Directions.
Your job is to set down the stretch of entries that opens with the line containing "Target: paved ground" and closes with the line containing "Guideline: for each instance of the small". Keep both end lines, copy each exactly, and add nothing.

Dataset: Begin

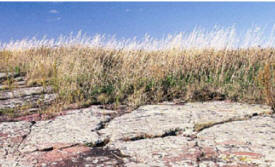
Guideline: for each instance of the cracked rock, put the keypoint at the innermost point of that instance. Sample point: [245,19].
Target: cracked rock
[11,136]
[248,142]
[77,127]
[168,151]
[156,120]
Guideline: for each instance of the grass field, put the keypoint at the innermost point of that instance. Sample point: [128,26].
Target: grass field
[197,66]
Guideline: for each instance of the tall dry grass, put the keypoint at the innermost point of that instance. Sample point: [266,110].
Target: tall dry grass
[197,66]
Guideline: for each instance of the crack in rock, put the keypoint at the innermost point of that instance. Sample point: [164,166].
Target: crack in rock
[172,132]
[201,126]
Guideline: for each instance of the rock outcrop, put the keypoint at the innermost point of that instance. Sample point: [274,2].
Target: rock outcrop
[204,134]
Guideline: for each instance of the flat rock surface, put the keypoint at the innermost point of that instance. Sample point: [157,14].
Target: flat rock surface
[158,120]
[207,134]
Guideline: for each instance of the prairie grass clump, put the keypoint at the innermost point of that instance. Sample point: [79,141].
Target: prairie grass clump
[186,67]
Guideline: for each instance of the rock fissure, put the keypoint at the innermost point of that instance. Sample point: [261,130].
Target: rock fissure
[172,132]
[25,136]
[198,127]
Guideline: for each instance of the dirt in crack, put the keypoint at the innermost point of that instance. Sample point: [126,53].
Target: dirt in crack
[97,156]
[173,132]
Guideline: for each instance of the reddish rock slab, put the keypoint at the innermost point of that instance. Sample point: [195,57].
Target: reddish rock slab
[80,156]
[12,135]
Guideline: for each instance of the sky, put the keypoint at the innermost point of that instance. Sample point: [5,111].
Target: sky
[20,20]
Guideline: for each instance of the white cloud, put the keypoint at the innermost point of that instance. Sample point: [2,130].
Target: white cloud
[53,11]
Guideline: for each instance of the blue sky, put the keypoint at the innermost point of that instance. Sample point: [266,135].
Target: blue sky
[127,19]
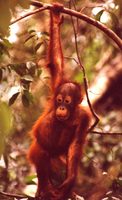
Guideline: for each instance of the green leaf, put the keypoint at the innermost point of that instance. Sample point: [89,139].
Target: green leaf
[5,125]
[38,46]
[25,101]
[30,178]
[5,17]
[29,96]
[13,98]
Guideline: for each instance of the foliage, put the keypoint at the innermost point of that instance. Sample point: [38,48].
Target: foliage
[24,82]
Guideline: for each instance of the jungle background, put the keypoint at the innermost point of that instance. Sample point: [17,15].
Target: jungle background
[24,85]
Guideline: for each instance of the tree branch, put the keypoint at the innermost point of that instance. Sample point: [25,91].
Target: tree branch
[79,15]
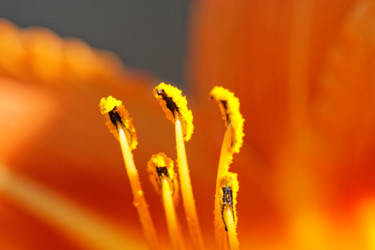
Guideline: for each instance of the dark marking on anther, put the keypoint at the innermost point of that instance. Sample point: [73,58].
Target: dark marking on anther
[225,105]
[115,117]
[227,200]
[171,105]
[162,171]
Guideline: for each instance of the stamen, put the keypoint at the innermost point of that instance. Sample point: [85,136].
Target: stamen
[230,109]
[162,176]
[172,102]
[175,107]
[228,193]
[115,112]
[124,131]
[160,166]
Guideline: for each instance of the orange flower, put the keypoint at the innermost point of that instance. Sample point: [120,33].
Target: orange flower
[304,73]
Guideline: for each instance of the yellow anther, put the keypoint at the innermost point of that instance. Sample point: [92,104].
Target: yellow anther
[159,167]
[230,109]
[228,193]
[174,104]
[116,115]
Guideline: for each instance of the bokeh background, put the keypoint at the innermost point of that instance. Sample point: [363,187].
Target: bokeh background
[304,72]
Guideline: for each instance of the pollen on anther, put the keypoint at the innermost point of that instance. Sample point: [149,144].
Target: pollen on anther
[230,109]
[160,166]
[174,103]
[228,194]
[116,115]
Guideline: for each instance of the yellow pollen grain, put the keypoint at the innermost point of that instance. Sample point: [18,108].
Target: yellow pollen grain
[230,109]
[174,104]
[165,181]
[114,112]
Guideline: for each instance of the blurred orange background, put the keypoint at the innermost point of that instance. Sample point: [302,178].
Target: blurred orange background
[304,74]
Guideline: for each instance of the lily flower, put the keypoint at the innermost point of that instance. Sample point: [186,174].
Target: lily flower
[304,74]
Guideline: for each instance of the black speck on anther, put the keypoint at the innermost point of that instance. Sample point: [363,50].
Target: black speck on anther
[225,105]
[115,117]
[171,105]
[226,200]
[162,171]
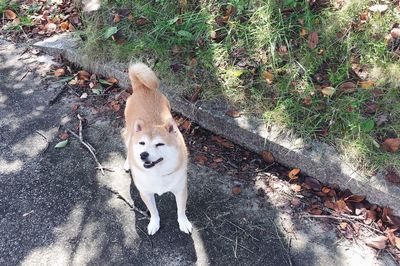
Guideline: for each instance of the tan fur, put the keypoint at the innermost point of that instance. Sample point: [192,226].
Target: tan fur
[148,116]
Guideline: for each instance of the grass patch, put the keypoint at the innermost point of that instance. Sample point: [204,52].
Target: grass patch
[230,47]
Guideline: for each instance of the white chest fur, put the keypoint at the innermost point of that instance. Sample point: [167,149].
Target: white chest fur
[158,181]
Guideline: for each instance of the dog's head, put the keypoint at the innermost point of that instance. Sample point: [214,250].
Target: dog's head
[156,146]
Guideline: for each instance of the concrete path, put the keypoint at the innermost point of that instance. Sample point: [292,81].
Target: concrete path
[57,209]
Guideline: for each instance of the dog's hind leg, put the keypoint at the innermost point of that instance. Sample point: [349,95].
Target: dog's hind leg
[150,202]
[181,198]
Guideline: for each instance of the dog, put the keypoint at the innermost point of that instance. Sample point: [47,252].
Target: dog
[156,151]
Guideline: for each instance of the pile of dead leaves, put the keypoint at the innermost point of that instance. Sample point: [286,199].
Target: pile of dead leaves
[32,18]
[350,211]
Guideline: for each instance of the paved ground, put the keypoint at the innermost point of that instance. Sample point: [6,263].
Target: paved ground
[57,209]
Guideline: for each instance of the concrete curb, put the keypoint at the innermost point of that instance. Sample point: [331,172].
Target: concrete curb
[316,159]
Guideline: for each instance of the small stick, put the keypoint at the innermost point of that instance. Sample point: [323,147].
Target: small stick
[151,242]
[342,219]
[227,238]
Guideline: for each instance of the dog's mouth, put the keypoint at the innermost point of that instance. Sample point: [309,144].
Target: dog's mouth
[150,164]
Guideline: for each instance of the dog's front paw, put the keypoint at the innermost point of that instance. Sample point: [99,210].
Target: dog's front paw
[184,225]
[126,166]
[153,226]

Dataset: End

The answer.
Target: paved ground
[57,209]
Guideline: for each instance of the concrete curb, put the keypoint at the innermost point of that instance. Sample point: [331,172].
Target: concrete curb
[316,159]
Guideline: for each instance of the small stick, put the keypoint at the innermost point of that instance. Sample point: [323,147].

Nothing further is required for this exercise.